If you believe the movies and songs, all you need to feel complete and happy is romantic love. Back in the day, crooner Dean Martin sang You’re Nobody ’Til Somebody Loves You. Well, that’s rubbish, and I’m not the only one who thinks so.

Professor Barbara Fredrickson works in the psychology department at the University of North Carolina. She describes love, as being an emotion that, like all emotions, is momentary, not enduring and can be experienced in micro-moments. Love, through this lens, is not an emotion just for soul mates but rather is an emotion that can be shared several times a day with different people in different settings: laughter with a friend, greeting a colleague you haven’t seen for a while, or sharing a smile with a baby on a bus.

Professor Fredrickson’s research has proved that as you increase these micro-moments, it physically changes you for the better. The science shows that the functioning of your vagus nerve (which connects the brain to the heart) improves as you have more positive micro-moments, so the rhythm of your heart becomes healthier.

She says,“These discoveries suggest that these connections are biological imperatives. They give life in the same way that the right combination of sunlight, soil and earth, gives life to plants. Now this is the evidence that pushed me to elevate these micro-moments of connection and put them on that revered pedestal that we call love. Love isn’t just that lightning bolt experience that connects you to your soulmate…it’s also simple genuine smile that you can share with anybody all day long.”

If your soul’s not happy, why not start looking out for potential micro-moments? How many do we miss out on because we are too busy with the pressures of life or too afraid of making ourselves vulnerable in the moment of connection?

Don’t look back and regret. Actively chose to experience micro-moments and by doing this chose love.

______________________________

→ **REQUIRED ACTION 1**:
Duplicate the part of the reading on love that opens with the words containing "Professor Barbara Fredrickson" and closes with "baby on a bus.".
→ **REQUIRED ACTION 2**:
In the reading on love, condense the paragraph beginning "Professor Fredrickson's research has proved" into a shorter version that keeps its main facts.
The rows after this reading on love are not needed.

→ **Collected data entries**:
______________________________

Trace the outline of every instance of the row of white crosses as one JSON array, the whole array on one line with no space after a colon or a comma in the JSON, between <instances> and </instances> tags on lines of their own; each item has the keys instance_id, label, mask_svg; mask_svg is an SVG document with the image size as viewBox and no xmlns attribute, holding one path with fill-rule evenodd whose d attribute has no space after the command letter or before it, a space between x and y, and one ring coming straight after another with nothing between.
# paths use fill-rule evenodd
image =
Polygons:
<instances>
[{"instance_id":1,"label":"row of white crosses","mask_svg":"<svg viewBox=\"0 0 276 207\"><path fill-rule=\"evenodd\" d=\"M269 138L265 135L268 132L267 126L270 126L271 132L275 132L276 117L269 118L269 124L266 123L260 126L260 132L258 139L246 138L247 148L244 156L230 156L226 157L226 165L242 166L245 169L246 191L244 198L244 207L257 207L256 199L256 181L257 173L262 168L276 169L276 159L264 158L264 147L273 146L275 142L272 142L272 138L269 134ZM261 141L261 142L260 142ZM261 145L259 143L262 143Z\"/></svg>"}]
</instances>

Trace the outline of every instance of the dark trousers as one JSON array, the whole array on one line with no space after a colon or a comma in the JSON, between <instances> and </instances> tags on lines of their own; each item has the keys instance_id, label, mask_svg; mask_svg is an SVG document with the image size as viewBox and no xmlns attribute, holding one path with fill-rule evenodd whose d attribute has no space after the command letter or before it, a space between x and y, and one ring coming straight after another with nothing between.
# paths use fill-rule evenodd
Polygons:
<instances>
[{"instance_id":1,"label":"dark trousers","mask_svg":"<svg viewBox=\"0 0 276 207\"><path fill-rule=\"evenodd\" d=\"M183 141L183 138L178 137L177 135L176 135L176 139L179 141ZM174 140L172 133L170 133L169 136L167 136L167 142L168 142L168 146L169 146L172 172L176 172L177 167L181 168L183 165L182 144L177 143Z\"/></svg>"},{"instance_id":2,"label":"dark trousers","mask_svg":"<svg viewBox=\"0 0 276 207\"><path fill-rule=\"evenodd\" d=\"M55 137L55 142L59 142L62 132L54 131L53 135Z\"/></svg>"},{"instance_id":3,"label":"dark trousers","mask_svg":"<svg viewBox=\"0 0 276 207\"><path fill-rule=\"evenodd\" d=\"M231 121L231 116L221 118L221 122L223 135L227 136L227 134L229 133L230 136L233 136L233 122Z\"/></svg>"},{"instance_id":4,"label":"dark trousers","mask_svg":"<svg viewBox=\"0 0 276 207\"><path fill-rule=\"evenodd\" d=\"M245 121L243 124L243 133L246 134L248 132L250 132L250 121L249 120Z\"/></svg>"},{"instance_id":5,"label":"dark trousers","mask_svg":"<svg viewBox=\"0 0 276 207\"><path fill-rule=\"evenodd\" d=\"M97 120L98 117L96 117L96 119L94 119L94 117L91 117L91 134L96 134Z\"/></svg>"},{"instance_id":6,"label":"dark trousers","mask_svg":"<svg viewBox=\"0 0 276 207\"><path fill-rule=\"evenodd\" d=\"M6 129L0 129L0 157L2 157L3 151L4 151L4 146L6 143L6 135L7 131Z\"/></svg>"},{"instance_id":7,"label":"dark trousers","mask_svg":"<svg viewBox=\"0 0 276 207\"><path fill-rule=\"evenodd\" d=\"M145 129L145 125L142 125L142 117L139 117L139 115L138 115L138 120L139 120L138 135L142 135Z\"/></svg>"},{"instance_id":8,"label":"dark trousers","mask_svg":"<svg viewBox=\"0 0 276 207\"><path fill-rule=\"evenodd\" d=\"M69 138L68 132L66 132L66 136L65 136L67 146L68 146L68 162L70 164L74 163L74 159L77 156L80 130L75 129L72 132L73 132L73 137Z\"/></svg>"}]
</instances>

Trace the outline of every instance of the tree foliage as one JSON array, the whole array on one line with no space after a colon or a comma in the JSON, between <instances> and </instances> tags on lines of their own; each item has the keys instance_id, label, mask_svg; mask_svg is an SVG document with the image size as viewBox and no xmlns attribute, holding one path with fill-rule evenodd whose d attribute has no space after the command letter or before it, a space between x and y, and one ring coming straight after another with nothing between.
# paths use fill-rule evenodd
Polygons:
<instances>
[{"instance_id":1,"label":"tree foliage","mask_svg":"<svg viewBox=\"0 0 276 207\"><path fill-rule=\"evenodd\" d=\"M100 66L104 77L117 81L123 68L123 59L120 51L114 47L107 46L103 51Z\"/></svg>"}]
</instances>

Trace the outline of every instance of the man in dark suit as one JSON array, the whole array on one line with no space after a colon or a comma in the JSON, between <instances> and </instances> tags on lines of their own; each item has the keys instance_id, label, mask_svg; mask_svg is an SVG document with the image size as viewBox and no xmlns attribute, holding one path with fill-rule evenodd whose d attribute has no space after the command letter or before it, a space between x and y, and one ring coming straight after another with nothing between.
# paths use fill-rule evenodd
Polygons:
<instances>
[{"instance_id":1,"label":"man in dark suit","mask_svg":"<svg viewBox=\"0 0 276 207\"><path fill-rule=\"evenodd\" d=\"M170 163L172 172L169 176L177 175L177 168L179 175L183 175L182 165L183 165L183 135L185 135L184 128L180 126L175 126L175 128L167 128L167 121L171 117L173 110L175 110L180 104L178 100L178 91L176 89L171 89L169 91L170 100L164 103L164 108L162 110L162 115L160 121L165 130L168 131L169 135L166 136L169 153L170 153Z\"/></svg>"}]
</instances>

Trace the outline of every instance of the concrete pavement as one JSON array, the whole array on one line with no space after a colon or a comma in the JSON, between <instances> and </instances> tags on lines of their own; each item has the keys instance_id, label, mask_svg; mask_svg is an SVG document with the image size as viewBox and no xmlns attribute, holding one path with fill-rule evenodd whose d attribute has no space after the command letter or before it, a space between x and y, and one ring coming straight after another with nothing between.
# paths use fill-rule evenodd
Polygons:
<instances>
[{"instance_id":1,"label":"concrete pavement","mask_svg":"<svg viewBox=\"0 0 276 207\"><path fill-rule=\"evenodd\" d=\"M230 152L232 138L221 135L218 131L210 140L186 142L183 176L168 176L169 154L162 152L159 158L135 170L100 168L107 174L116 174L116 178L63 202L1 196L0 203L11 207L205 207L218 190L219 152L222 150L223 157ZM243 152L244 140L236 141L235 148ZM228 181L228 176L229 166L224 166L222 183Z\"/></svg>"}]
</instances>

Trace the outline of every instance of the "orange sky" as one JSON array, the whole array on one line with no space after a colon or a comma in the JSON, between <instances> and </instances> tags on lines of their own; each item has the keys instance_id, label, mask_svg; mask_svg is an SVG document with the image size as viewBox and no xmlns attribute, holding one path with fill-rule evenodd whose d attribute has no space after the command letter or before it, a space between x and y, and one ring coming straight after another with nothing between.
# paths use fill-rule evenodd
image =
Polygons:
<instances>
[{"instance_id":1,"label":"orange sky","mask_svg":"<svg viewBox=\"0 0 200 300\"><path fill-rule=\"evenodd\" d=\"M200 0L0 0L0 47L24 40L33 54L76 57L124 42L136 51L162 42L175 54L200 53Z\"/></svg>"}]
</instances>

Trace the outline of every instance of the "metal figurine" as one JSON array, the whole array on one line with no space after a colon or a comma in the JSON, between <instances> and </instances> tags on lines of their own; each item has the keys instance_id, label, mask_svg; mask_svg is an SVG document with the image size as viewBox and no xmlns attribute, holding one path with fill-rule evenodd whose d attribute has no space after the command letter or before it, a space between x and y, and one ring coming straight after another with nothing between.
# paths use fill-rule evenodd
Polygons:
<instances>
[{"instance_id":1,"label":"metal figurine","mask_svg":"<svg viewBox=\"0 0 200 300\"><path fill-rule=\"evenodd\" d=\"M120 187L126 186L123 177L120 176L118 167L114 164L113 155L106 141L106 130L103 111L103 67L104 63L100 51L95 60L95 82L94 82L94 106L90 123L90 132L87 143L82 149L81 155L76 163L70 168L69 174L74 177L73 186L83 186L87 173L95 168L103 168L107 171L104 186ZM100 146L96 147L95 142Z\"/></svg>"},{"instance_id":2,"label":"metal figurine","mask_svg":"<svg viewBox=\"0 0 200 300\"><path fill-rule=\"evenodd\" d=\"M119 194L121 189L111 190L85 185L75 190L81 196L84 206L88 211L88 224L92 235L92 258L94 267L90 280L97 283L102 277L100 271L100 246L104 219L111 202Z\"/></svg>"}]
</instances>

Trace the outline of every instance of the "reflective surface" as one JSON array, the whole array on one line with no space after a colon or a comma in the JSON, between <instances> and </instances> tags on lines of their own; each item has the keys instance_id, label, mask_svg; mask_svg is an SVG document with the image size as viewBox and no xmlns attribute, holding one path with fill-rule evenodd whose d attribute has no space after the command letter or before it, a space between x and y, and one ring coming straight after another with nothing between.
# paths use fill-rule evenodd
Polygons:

______________________________

→ **YOUR SOLUTION 1**:
Professor Barbara Fredrickson works in the psychology department at the University of North Carolina. She describes love, as being an emotion that, like all emotions, is momentary, not enduring and can be experienced in micro-moments. Love, through this lens, is not an emotion just for soul mates but rather is an emotion that can be shared several times a day with different people in different settings: laughter with a friend, greeting a colleague you haven’t seen for a while, or sharing a smile with a baby on a bus.

→ **YOUR SOLUTION 2**:
Professor Fredrickson's research proved that more micro-moments physically change you for the better. The science shows that more positive micro-moments improve the functioning of your vagus nerve, which connects the brain to the heart, so your heart's rhythm becomes healthier.